Records from a data collection
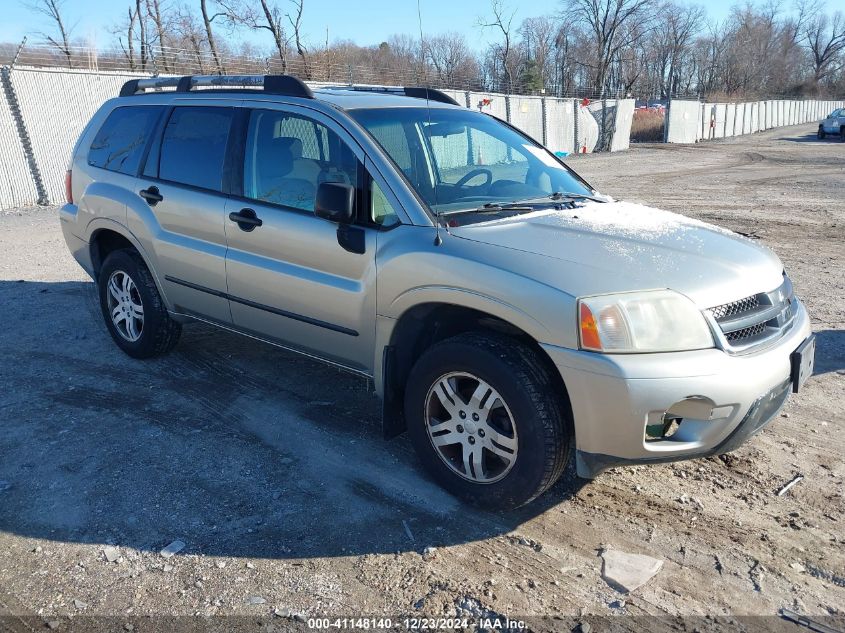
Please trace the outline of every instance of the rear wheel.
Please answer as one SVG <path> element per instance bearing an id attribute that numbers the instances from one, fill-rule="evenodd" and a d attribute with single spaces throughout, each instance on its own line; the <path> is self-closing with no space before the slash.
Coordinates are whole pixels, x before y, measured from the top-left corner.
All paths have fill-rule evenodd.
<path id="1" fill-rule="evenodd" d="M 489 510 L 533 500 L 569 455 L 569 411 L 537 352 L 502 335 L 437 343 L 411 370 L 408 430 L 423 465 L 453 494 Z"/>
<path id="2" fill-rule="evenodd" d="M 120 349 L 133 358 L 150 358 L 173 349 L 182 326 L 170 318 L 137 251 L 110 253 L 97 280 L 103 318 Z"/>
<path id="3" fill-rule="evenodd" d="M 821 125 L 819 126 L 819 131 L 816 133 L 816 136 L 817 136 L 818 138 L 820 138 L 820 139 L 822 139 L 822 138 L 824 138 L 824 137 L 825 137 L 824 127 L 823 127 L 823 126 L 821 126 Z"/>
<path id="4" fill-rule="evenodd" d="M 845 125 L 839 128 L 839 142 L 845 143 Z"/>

## AIM OF THE TASK:
Return the records above exactly as written, but without any of the pictures.

## ANSWER BOX:
Please trace the outline of every instance of the rear wheel.
Please answer as one SVG <path> element per instance bearing an id attribute that numbers the instances from one, fill-rule="evenodd" and a d attribute with single spaces throughout, each instance on its own line; the <path> is self-closing with no space before the slash.
Coordinates are whole pixels, x before y, measured from the top-left corner.
All paths have fill-rule evenodd.
<path id="1" fill-rule="evenodd" d="M 489 510 L 533 500 L 569 455 L 569 411 L 537 352 L 502 335 L 437 343 L 411 370 L 408 430 L 423 465 L 453 494 Z"/>
<path id="2" fill-rule="evenodd" d="M 120 349 L 133 358 L 150 358 L 173 349 L 182 326 L 170 318 L 137 251 L 110 253 L 97 280 L 103 318 Z"/>
<path id="3" fill-rule="evenodd" d="M 821 125 L 819 126 L 819 131 L 816 133 L 816 136 L 817 136 L 818 138 L 820 138 L 820 139 L 822 139 L 822 138 L 824 138 L 824 137 L 825 137 L 824 127 L 823 127 L 823 126 L 821 126 Z"/>
<path id="4" fill-rule="evenodd" d="M 845 125 L 839 128 L 839 142 L 845 143 Z"/>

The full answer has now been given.